*Aim*
Update the lines starting at the one that has "Box dark hair." and stopping after the one that has "0, 59, 272, 143". Swap every "white" for "pale", leave everything else unchanged, and leave the pictures out of your answer.

*Provided records*
+-------+
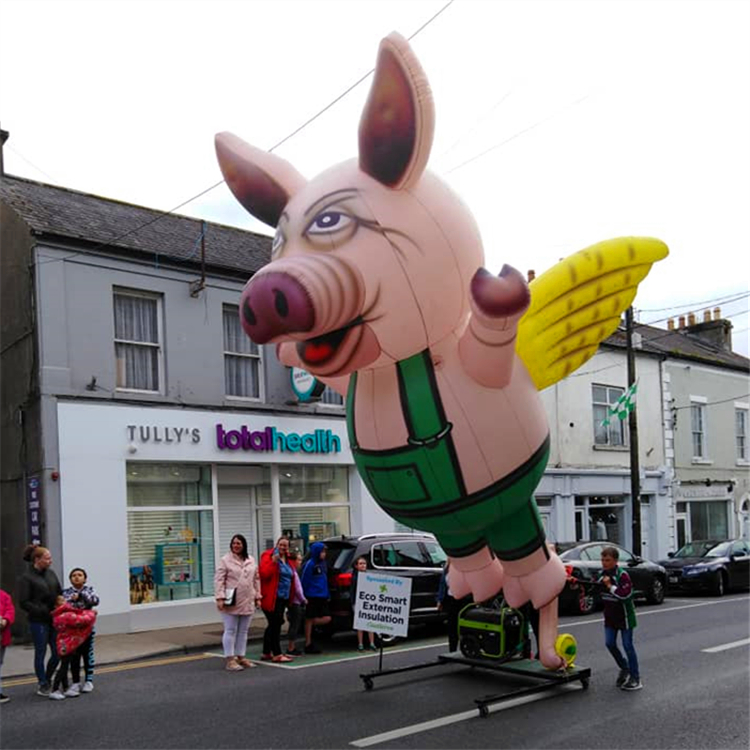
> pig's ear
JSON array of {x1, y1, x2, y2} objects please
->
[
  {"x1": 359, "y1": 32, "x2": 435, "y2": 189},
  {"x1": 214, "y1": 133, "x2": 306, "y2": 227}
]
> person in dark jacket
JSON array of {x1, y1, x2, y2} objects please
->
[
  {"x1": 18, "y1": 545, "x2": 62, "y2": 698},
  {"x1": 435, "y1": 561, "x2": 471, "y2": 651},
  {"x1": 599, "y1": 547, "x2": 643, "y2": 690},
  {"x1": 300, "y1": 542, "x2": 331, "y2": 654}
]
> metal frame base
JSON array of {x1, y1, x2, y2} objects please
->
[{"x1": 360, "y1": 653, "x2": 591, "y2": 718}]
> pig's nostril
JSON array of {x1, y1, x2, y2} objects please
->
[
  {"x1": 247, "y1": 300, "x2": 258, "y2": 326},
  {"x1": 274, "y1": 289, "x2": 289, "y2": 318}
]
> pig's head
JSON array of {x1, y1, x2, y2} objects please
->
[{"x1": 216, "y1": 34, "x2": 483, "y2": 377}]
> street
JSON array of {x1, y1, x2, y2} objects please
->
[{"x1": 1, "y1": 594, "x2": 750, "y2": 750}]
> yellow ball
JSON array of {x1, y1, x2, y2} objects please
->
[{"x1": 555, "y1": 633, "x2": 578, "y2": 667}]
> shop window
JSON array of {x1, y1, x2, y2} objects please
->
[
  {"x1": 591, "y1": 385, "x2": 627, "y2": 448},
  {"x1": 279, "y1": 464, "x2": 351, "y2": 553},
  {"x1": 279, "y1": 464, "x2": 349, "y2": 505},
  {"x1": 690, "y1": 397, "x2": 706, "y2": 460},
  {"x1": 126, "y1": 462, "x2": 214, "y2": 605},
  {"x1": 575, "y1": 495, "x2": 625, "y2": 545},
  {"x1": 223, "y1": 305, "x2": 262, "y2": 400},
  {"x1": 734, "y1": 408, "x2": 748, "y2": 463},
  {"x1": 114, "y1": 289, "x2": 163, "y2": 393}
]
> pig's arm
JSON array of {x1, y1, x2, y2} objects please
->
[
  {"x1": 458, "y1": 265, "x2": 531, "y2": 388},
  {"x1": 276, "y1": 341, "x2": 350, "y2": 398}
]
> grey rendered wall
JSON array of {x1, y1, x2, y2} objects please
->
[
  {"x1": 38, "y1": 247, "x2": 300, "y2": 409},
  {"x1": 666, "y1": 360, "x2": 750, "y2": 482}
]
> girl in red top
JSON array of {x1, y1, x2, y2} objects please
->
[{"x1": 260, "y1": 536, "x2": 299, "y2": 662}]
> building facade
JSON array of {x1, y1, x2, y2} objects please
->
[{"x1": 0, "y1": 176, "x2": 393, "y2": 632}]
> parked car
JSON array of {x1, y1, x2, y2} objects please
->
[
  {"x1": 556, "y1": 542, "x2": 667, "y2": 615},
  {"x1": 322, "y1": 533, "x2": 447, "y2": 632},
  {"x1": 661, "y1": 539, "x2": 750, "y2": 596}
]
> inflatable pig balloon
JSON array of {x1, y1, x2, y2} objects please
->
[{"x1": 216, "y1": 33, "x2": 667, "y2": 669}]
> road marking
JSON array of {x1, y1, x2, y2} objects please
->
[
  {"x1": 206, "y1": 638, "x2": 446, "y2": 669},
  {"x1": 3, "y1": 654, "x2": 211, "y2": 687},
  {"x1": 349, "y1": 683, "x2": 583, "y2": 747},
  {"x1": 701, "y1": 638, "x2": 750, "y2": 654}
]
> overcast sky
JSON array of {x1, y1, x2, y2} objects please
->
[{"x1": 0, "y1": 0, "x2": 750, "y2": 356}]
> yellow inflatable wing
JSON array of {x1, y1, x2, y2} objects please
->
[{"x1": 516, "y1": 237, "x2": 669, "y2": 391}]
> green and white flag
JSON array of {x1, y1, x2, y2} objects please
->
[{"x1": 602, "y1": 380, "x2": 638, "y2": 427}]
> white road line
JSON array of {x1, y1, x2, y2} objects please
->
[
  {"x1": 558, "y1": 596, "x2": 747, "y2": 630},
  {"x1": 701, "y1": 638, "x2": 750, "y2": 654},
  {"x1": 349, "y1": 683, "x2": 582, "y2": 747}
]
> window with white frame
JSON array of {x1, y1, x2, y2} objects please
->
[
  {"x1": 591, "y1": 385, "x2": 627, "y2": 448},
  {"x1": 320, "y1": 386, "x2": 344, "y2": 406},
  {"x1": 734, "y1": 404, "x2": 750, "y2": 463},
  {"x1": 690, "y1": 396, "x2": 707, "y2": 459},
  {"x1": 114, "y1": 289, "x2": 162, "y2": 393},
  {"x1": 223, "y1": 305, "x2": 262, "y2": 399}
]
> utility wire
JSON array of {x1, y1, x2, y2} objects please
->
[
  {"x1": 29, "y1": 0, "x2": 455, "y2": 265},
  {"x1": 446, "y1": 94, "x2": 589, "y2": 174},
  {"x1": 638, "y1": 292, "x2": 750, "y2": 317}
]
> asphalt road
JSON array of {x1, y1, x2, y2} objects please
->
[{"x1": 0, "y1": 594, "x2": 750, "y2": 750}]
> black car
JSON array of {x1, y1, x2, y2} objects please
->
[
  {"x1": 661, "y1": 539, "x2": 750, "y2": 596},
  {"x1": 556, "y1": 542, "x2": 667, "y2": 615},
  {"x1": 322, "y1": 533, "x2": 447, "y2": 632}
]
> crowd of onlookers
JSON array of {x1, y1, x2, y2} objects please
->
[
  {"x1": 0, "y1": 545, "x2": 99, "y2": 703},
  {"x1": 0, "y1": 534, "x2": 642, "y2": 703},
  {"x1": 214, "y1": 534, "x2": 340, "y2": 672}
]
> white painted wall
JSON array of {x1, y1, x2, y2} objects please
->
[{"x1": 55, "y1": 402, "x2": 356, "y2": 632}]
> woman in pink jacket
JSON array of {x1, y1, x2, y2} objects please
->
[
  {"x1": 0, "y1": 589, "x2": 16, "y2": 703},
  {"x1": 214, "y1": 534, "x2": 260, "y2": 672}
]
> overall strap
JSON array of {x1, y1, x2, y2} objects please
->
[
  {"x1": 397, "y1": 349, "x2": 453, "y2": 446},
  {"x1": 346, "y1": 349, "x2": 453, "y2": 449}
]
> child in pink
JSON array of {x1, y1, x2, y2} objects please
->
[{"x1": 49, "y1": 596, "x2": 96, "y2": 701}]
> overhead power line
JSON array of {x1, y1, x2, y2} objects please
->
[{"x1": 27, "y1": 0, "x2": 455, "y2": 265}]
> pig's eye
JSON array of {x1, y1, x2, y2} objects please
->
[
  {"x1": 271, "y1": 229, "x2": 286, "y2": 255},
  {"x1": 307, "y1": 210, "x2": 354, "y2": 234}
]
+-------+
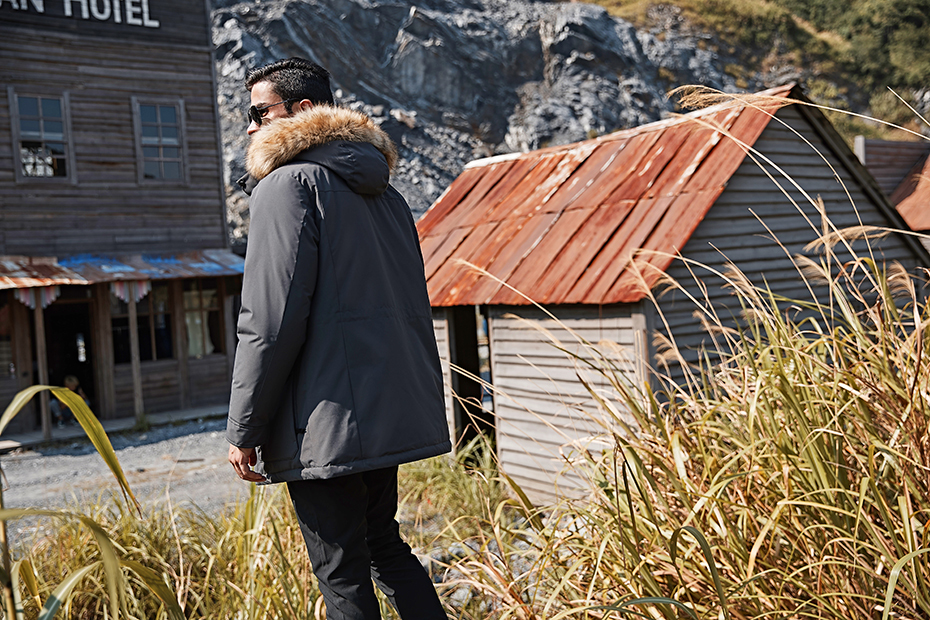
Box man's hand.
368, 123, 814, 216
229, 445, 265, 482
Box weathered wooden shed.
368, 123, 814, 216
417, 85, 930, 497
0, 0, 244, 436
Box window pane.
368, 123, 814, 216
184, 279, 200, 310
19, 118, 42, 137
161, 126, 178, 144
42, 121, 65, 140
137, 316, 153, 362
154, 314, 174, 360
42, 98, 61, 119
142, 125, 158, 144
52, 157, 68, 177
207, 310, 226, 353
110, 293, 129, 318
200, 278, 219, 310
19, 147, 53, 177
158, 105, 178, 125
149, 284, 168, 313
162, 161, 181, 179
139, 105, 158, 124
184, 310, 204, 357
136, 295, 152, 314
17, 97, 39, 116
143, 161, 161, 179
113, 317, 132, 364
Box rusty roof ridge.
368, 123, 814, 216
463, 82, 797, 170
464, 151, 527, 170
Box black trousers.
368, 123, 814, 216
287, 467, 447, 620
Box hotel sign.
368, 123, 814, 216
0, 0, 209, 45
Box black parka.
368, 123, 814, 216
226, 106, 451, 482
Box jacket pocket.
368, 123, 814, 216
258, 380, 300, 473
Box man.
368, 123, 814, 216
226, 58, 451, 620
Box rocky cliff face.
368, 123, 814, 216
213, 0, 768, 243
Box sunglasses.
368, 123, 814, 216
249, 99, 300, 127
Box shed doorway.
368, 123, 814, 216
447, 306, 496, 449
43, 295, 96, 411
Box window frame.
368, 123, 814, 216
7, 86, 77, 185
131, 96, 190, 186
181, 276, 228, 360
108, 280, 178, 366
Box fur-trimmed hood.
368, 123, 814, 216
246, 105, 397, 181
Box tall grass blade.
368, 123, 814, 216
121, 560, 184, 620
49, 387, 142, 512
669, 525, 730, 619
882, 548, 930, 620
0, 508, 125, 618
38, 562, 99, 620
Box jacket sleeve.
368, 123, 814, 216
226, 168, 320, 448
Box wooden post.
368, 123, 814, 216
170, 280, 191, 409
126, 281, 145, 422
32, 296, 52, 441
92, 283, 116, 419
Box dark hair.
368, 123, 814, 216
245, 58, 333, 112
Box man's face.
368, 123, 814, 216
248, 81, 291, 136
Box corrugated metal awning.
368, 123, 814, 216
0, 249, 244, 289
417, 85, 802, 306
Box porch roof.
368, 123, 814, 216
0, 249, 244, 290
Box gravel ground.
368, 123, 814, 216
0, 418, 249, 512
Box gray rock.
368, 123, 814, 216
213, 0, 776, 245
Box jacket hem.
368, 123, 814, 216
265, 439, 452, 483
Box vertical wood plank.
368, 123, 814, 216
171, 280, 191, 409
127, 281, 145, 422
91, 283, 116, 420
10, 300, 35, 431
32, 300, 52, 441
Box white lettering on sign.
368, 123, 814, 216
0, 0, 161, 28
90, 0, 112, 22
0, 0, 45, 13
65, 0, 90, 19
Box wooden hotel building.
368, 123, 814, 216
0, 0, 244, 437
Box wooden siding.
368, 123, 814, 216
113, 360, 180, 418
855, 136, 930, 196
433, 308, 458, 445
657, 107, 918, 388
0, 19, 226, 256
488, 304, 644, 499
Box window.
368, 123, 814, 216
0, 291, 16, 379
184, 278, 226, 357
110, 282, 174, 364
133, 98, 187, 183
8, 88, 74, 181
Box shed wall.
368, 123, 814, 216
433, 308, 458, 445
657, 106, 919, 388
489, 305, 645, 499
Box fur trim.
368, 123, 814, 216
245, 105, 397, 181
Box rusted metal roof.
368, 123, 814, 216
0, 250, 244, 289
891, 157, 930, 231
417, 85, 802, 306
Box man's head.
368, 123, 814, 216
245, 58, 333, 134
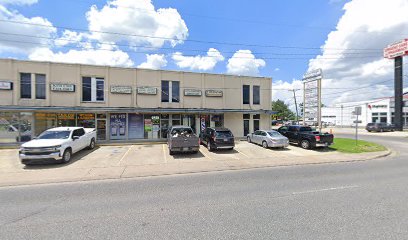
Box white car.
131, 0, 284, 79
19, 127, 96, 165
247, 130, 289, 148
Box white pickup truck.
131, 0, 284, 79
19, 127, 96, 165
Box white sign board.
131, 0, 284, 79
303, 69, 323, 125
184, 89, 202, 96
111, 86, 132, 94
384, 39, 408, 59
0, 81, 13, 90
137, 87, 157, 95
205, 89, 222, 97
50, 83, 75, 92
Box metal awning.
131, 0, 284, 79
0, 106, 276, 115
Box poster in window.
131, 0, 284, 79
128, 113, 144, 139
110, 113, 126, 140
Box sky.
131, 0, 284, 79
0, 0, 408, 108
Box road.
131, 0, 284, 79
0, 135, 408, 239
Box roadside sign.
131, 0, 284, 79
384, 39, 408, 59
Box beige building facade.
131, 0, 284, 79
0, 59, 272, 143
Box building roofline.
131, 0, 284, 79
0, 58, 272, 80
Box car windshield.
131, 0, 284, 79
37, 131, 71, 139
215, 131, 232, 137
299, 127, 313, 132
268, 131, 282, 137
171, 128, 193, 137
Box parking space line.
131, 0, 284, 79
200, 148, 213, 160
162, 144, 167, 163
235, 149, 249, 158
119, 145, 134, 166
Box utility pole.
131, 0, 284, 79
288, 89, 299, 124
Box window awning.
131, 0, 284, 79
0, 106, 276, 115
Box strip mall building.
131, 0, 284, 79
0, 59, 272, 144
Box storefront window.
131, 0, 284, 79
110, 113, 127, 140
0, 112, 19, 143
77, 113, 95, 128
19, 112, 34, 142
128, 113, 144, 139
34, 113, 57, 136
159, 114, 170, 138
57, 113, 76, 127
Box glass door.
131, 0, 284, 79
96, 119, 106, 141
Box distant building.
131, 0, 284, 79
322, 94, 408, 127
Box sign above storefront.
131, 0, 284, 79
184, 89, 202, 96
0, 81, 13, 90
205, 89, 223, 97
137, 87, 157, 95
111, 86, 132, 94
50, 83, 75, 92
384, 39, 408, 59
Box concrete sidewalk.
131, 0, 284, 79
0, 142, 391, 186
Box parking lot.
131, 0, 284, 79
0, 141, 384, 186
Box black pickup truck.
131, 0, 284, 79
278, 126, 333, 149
+-------+
*Written response*
Box dark hair.
368, 123, 814, 216
245, 58, 333, 112
Box man's face.
368, 123, 814, 216
248, 81, 291, 136
Box corrugated metal awning.
368, 123, 814, 216
0, 249, 244, 289
417, 85, 802, 306
Box porch roof.
368, 123, 814, 216
0, 249, 244, 290
Box gravel ground.
368, 123, 814, 216
0, 418, 249, 512
Box gray rock.
368, 123, 814, 216
213, 0, 776, 245
Box jacket hem.
368, 123, 814, 216
265, 439, 452, 483
Box vertical wood plank.
368, 123, 814, 216
171, 280, 191, 409
127, 281, 145, 422
91, 283, 116, 420
10, 300, 35, 431
32, 300, 52, 441
Box pale lettering on sign.
368, 123, 814, 216
0, 0, 161, 28
90, 0, 112, 22
0, 0, 45, 13
65, 0, 90, 19
Box wooden hotel building.
368, 123, 814, 216
0, 0, 244, 437
Box wooden siding.
368, 123, 814, 216
113, 360, 180, 418
855, 136, 930, 196
433, 308, 458, 445
657, 107, 918, 388
0, 19, 226, 256
488, 304, 644, 499
Box window.
368, 123, 814, 216
0, 291, 16, 379
184, 278, 226, 357
110, 282, 174, 364
133, 98, 187, 183
8, 88, 74, 181
Box shed wall.
368, 123, 814, 216
433, 308, 458, 445
657, 106, 919, 388
489, 305, 645, 499
Box fur trim.
368, 123, 814, 216
245, 105, 397, 181
Box rusted metal roof.
368, 123, 814, 216
0, 250, 244, 289
891, 157, 930, 231
417, 85, 802, 306
Box man's head.
368, 123, 814, 216
245, 58, 333, 134
Box pale car.
131, 0, 284, 79
19, 127, 96, 165
247, 130, 289, 148
Box pale pickup truck.
131, 0, 284, 79
19, 127, 96, 165
Box pale sign board.
131, 0, 284, 79
303, 69, 323, 125
184, 89, 202, 96
111, 86, 132, 94
384, 39, 408, 59
0, 81, 13, 90
137, 87, 157, 95
205, 89, 222, 97
50, 83, 75, 92
Box metal awning.
131, 0, 284, 79
0, 106, 276, 115
Box poster in window.
131, 0, 284, 79
128, 113, 144, 139
110, 113, 126, 140
Box sky.
131, 0, 284, 79
0, 0, 408, 108
Box road.
131, 0, 284, 79
0, 135, 408, 239
Box roadside sign.
131, 0, 284, 79
384, 39, 408, 59
Box beige building facade.
131, 0, 284, 79
0, 59, 272, 143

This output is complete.